Goal of the exercise → List every line of the material below that contains the word "hillside".
:: Dataset records
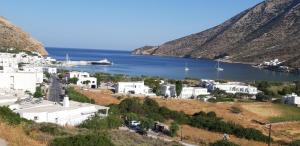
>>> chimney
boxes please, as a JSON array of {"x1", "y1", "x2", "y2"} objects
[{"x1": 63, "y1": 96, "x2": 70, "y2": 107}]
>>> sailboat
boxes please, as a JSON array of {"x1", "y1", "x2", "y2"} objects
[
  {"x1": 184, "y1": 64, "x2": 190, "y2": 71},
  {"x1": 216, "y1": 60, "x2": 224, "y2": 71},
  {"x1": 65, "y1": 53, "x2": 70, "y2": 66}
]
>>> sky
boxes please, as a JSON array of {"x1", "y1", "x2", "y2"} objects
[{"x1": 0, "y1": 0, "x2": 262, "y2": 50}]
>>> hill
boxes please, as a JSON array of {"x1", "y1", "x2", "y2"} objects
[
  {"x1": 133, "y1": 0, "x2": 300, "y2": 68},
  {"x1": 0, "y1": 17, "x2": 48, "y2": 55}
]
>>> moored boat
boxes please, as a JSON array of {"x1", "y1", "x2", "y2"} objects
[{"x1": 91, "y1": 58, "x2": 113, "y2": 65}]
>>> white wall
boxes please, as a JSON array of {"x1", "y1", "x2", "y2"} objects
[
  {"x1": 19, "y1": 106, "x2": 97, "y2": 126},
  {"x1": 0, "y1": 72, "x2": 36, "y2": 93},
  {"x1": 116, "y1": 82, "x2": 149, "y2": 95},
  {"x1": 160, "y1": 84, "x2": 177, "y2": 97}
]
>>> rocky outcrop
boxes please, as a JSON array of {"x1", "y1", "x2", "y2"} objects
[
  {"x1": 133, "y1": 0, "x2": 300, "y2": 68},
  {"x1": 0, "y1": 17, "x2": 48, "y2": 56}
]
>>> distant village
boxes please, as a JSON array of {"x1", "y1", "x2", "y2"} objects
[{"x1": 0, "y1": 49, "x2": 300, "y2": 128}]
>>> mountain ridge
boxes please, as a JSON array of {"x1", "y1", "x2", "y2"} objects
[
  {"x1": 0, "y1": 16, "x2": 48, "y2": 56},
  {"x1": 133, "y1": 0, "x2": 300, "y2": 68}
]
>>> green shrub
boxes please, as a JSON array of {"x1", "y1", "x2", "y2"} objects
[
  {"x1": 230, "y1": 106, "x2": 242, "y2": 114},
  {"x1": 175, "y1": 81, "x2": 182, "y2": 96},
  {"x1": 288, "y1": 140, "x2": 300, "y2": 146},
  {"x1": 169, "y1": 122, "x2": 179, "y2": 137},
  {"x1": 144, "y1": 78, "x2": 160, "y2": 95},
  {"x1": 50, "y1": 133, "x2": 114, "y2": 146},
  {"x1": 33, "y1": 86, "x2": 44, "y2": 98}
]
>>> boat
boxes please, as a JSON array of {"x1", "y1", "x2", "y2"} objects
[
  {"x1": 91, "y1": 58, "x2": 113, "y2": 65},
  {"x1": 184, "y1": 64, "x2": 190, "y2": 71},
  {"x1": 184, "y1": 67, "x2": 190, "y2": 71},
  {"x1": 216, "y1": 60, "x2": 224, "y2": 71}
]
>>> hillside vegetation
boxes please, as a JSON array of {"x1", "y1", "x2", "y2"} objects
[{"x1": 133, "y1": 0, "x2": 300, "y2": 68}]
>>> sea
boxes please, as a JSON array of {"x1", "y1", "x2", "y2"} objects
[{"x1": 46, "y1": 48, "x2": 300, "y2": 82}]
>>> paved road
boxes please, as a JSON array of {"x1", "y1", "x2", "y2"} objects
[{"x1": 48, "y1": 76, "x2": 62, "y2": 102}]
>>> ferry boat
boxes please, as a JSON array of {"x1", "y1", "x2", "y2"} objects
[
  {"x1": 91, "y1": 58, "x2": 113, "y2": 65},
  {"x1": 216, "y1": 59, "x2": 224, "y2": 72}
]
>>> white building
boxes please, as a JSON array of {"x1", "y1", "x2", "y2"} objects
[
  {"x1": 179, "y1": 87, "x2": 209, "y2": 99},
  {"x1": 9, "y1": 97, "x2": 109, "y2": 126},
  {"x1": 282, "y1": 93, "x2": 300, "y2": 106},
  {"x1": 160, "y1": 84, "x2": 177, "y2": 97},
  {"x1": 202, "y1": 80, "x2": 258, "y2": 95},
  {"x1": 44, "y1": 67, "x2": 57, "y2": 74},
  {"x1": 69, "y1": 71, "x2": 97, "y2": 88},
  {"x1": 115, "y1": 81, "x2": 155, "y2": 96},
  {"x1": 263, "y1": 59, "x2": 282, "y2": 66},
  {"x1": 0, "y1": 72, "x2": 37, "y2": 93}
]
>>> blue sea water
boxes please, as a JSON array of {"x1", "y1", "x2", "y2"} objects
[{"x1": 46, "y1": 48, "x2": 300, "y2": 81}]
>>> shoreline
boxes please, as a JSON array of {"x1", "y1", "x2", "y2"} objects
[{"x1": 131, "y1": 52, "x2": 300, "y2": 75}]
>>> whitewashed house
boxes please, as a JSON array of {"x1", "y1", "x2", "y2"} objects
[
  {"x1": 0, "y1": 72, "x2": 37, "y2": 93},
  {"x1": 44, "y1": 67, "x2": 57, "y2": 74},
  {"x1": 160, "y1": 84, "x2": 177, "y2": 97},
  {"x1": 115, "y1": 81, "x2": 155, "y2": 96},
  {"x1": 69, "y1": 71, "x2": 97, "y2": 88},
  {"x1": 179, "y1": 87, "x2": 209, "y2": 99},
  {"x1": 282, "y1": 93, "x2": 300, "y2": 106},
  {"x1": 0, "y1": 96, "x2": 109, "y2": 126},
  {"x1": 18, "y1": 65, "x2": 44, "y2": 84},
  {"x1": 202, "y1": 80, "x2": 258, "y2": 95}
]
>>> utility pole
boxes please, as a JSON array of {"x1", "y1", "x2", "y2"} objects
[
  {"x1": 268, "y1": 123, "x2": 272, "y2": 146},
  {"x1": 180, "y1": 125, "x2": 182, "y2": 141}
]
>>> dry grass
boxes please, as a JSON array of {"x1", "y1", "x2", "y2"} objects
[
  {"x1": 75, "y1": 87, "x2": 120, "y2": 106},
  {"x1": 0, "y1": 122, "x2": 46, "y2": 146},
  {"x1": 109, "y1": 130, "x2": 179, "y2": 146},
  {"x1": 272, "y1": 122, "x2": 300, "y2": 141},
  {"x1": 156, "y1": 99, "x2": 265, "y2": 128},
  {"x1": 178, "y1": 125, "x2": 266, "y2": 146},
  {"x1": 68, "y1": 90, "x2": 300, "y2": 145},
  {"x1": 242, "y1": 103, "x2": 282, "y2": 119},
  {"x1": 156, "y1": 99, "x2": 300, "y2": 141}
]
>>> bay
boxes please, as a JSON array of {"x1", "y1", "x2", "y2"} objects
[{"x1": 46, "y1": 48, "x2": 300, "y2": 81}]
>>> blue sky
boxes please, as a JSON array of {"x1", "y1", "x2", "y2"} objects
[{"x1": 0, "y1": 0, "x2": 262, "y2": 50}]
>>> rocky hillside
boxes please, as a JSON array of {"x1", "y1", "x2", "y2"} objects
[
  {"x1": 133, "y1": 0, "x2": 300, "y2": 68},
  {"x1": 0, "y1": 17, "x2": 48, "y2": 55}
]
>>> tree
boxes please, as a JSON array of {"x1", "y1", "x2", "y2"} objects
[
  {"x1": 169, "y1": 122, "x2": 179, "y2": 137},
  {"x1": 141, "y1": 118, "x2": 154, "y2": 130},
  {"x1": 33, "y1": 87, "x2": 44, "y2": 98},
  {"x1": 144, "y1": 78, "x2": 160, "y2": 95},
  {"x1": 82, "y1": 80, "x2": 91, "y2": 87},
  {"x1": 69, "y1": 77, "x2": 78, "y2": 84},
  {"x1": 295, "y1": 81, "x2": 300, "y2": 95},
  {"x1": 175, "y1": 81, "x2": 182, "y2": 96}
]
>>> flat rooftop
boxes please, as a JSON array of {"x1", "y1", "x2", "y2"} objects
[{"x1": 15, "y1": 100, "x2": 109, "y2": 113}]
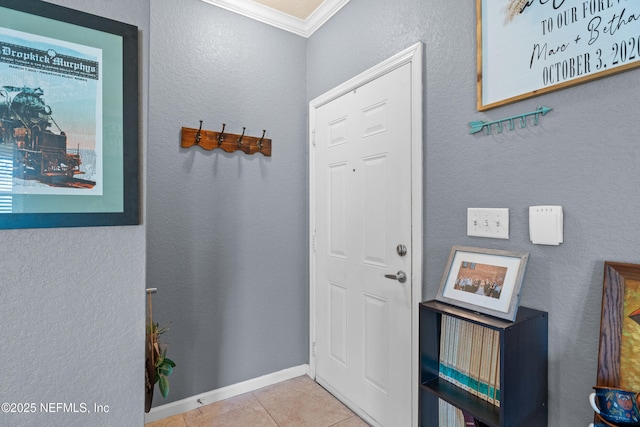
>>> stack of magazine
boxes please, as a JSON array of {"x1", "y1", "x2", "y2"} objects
::::
The answer →
>>> hillside vegetation
>>> rocky hillside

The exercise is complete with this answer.